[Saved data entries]
+ + + + +

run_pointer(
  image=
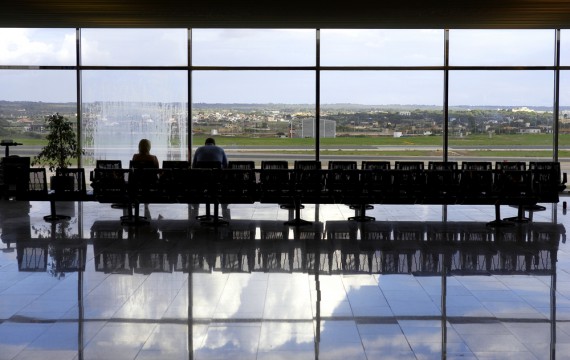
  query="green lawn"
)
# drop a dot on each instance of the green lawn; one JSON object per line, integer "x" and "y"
{"x": 480, "y": 140}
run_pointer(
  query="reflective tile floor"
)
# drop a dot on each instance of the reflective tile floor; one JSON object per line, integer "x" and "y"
{"x": 420, "y": 282}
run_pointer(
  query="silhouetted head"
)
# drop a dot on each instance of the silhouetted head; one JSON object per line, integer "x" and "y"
{"x": 144, "y": 146}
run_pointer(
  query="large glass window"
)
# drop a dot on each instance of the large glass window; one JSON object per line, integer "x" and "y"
{"x": 393, "y": 47}
{"x": 122, "y": 107}
{"x": 381, "y": 91}
{"x": 253, "y": 47}
{"x": 27, "y": 97}
{"x": 382, "y": 115}
{"x": 127, "y": 47}
{"x": 500, "y": 115}
{"x": 501, "y": 47}
{"x": 37, "y": 47}
{"x": 251, "y": 113}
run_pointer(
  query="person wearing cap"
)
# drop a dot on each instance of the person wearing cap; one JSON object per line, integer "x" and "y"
{"x": 210, "y": 152}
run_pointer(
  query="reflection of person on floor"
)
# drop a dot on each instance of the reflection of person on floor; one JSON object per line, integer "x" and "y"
{"x": 211, "y": 153}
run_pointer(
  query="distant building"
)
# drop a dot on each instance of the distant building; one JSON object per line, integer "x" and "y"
{"x": 530, "y": 130}
{"x": 327, "y": 130}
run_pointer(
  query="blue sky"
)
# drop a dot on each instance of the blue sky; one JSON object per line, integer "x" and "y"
{"x": 247, "y": 47}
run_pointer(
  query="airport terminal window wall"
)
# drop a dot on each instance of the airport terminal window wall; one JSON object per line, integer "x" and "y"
{"x": 379, "y": 93}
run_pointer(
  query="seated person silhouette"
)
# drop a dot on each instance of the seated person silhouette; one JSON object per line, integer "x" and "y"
{"x": 210, "y": 156}
{"x": 144, "y": 159}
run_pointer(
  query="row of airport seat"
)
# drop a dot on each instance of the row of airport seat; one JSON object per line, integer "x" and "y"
{"x": 475, "y": 183}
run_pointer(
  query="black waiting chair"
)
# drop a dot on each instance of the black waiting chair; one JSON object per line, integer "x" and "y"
{"x": 14, "y": 171}
{"x": 210, "y": 191}
{"x": 409, "y": 181}
{"x": 343, "y": 181}
{"x": 175, "y": 164}
{"x": 442, "y": 180}
{"x": 512, "y": 184}
{"x": 241, "y": 165}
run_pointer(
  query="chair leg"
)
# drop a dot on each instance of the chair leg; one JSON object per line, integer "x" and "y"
{"x": 360, "y": 213}
{"x": 498, "y": 222}
{"x": 297, "y": 221}
{"x": 53, "y": 216}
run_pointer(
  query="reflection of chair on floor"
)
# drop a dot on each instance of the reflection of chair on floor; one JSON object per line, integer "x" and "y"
{"x": 476, "y": 250}
{"x": 153, "y": 254}
{"x": 405, "y": 255}
{"x": 442, "y": 183}
{"x": 113, "y": 254}
{"x": 376, "y": 238}
{"x": 514, "y": 256}
{"x": 276, "y": 251}
{"x": 308, "y": 182}
{"x": 234, "y": 247}
{"x": 189, "y": 253}
{"x": 441, "y": 245}
{"x": 513, "y": 187}
{"x": 67, "y": 255}
{"x": 32, "y": 255}
{"x": 545, "y": 239}
{"x": 344, "y": 243}
{"x": 318, "y": 252}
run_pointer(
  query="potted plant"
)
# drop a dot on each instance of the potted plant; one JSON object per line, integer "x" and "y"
{"x": 61, "y": 148}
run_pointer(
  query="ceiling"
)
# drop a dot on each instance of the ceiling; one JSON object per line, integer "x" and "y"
{"x": 451, "y": 14}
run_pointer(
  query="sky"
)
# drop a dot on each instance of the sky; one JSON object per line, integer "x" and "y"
{"x": 263, "y": 47}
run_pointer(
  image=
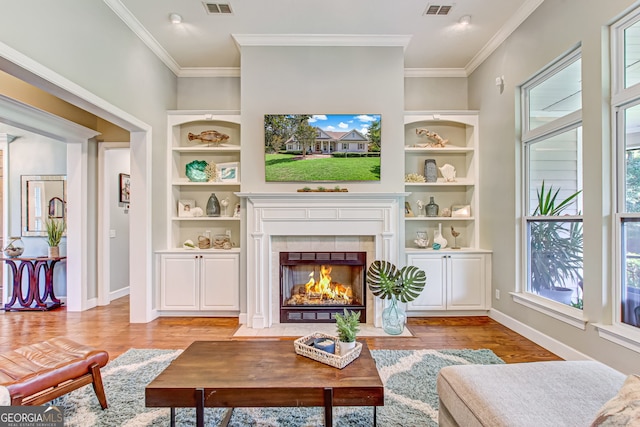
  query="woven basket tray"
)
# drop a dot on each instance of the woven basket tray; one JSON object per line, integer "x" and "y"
{"x": 336, "y": 360}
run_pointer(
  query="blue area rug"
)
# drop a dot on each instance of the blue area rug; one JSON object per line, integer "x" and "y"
{"x": 409, "y": 377}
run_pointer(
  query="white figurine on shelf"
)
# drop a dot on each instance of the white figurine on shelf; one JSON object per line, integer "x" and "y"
{"x": 225, "y": 203}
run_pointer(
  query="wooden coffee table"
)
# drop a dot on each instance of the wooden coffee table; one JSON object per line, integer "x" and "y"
{"x": 261, "y": 373}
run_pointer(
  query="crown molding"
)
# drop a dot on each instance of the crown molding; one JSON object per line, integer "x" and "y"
{"x": 505, "y": 31}
{"x": 377, "y": 40}
{"x": 434, "y": 72}
{"x": 209, "y": 72}
{"x": 127, "y": 17}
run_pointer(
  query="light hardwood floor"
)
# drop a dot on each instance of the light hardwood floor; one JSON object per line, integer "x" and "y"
{"x": 108, "y": 328}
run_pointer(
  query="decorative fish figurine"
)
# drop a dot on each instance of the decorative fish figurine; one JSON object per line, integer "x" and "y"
{"x": 448, "y": 172}
{"x": 209, "y": 137}
{"x": 438, "y": 140}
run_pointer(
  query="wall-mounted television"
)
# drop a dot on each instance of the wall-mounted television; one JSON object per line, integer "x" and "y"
{"x": 322, "y": 147}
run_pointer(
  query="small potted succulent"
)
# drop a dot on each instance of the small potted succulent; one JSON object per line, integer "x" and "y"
{"x": 55, "y": 230}
{"x": 348, "y": 325}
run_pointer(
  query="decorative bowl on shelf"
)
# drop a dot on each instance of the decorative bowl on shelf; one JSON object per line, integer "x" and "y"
{"x": 195, "y": 171}
{"x": 14, "y": 248}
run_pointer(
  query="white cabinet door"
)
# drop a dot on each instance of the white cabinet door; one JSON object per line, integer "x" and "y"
{"x": 179, "y": 278}
{"x": 467, "y": 287}
{"x": 433, "y": 295}
{"x": 220, "y": 282}
{"x": 455, "y": 281}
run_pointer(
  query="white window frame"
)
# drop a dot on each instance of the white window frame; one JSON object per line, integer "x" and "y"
{"x": 562, "y": 312}
{"x": 621, "y": 99}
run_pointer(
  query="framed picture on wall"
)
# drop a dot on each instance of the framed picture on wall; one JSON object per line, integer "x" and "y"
{"x": 125, "y": 188}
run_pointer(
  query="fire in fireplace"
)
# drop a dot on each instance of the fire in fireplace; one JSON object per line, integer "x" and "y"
{"x": 316, "y": 285}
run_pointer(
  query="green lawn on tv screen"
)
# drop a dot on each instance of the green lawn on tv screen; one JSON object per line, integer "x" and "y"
{"x": 288, "y": 167}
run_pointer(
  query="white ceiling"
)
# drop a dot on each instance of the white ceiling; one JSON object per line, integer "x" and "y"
{"x": 438, "y": 44}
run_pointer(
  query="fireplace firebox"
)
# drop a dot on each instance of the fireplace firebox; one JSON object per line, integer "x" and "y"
{"x": 314, "y": 286}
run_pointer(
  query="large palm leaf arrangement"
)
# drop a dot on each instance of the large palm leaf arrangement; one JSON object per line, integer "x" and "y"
{"x": 386, "y": 281}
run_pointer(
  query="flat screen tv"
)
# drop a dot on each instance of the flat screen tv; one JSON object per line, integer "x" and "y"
{"x": 322, "y": 147}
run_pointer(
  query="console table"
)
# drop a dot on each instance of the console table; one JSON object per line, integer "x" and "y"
{"x": 33, "y": 300}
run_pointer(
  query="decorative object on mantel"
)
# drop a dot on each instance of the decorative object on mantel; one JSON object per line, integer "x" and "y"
{"x": 336, "y": 189}
{"x": 448, "y": 172}
{"x": 430, "y": 170}
{"x": 432, "y": 208}
{"x": 414, "y": 177}
{"x": 213, "y": 206}
{"x": 455, "y": 235}
{"x": 209, "y": 137}
{"x": 304, "y": 347}
{"x": 195, "y": 171}
{"x": 387, "y": 282}
{"x": 55, "y": 229}
{"x": 14, "y": 248}
{"x": 437, "y": 238}
{"x": 438, "y": 141}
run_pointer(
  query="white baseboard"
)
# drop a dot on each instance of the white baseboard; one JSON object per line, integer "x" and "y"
{"x": 123, "y": 292}
{"x": 551, "y": 344}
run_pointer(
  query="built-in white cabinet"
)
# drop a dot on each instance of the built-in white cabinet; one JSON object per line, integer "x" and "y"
{"x": 456, "y": 280}
{"x": 199, "y": 281}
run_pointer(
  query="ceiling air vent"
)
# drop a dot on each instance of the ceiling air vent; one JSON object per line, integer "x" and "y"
{"x": 217, "y": 8}
{"x": 434, "y": 9}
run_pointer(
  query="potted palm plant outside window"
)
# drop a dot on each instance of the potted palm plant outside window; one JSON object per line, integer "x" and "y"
{"x": 555, "y": 247}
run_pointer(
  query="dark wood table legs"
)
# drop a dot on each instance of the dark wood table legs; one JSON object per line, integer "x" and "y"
{"x": 35, "y": 268}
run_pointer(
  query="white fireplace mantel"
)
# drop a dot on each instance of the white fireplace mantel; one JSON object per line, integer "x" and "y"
{"x": 378, "y": 215}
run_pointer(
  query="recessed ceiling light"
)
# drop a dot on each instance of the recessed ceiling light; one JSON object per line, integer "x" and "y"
{"x": 437, "y": 9}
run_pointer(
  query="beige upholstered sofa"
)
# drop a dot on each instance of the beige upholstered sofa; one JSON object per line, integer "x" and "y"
{"x": 565, "y": 393}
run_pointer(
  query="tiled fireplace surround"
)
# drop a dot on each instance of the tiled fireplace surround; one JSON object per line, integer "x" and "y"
{"x": 276, "y": 222}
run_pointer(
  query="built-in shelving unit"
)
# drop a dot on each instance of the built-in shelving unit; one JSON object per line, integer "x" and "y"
{"x": 458, "y": 280}
{"x": 183, "y": 151}
{"x": 460, "y": 128}
{"x": 200, "y": 281}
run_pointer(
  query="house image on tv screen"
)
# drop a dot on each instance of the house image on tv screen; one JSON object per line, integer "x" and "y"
{"x": 322, "y": 147}
{"x": 329, "y": 142}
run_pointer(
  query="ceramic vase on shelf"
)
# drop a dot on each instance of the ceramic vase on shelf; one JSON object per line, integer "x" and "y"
{"x": 430, "y": 170}
{"x": 393, "y": 318}
{"x": 213, "y": 206}
{"x": 437, "y": 237}
{"x": 432, "y": 208}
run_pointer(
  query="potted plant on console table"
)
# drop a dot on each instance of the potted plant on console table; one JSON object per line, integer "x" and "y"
{"x": 348, "y": 325}
{"x": 55, "y": 229}
{"x": 386, "y": 281}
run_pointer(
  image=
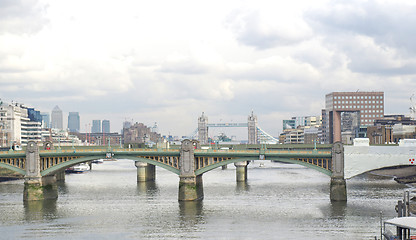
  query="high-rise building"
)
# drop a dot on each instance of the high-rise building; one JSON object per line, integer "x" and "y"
{"x": 57, "y": 118}
{"x": 46, "y": 120}
{"x": 367, "y": 106}
{"x": 96, "y": 126}
{"x": 17, "y": 125}
{"x": 73, "y": 122}
{"x": 106, "y": 126}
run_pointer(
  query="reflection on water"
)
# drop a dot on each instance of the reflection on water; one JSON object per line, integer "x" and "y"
{"x": 279, "y": 201}
{"x": 242, "y": 187}
{"x": 338, "y": 209}
{"x": 148, "y": 188}
{"x": 40, "y": 210}
{"x": 191, "y": 211}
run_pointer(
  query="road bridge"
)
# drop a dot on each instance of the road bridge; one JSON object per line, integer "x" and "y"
{"x": 42, "y": 168}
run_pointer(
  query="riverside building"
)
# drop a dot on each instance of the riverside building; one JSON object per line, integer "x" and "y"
{"x": 367, "y": 106}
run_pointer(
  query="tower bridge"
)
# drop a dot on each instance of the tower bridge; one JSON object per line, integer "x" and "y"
{"x": 42, "y": 168}
{"x": 256, "y": 135}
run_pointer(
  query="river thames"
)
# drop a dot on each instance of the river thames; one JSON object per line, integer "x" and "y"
{"x": 279, "y": 201}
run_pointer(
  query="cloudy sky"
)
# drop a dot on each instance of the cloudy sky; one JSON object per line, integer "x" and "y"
{"x": 168, "y": 61}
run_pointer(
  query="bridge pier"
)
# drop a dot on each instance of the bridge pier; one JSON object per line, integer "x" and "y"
{"x": 338, "y": 186}
{"x": 190, "y": 188}
{"x": 241, "y": 171}
{"x": 190, "y": 185}
{"x": 145, "y": 172}
{"x": 60, "y": 176}
{"x": 36, "y": 186}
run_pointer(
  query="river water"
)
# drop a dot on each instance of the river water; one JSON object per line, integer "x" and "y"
{"x": 279, "y": 201}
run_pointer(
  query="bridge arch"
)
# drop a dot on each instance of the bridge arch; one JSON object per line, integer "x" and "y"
{"x": 13, "y": 168}
{"x": 285, "y": 160}
{"x": 150, "y": 161}
{"x": 378, "y": 168}
{"x": 219, "y": 164}
{"x": 64, "y": 165}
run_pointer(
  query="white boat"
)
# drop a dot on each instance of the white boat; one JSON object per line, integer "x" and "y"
{"x": 98, "y": 161}
{"x": 405, "y": 228}
{"x": 79, "y": 168}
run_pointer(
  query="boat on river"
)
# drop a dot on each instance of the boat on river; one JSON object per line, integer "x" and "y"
{"x": 405, "y": 228}
{"x": 79, "y": 168}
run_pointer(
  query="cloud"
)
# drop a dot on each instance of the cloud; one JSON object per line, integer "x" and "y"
{"x": 376, "y": 36}
{"x": 251, "y": 28}
{"x": 22, "y": 17}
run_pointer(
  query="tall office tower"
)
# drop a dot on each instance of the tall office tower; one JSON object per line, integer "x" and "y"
{"x": 57, "y": 119}
{"x": 46, "y": 120}
{"x": 106, "y": 126}
{"x": 96, "y": 126}
{"x": 73, "y": 122}
{"x": 366, "y": 106}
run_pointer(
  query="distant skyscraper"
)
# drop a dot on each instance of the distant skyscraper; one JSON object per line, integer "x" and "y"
{"x": 96, "y": 126}
{"x": 57, "y": 119}
{"x": 73, "y": 122}
{"x": 46, "y": 120}
{"x": 106, "y": 126}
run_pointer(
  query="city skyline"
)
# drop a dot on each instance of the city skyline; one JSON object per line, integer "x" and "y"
{"x": 170, "y": 64}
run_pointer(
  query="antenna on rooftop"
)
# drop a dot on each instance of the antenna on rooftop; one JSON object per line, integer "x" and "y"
{"x": 412, "y": 107}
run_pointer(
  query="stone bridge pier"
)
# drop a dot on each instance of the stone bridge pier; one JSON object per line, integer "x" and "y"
{"x": 36, "y": 186}
{"x": 338, "y": 186}
{"x": 190, "y": 185}
{"x": 145, "y": 172}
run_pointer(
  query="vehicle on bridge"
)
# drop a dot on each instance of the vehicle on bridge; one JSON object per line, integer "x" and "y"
{"x": 79, "y": 168}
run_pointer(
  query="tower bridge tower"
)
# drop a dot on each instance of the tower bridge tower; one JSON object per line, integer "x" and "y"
{"x": 203, "y": 129}
{"x": 252, "y": 129}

+ + + + +

▶ _TO BE DONE_
Gather every line from the entries above that contains the word "vent" and list those lines.

▶ _TASK SOLUTION_
  query="ceiling air vent"
# drop a dot on each instance of the ceiling air vent; one JSON object per line, integer "x" and "y"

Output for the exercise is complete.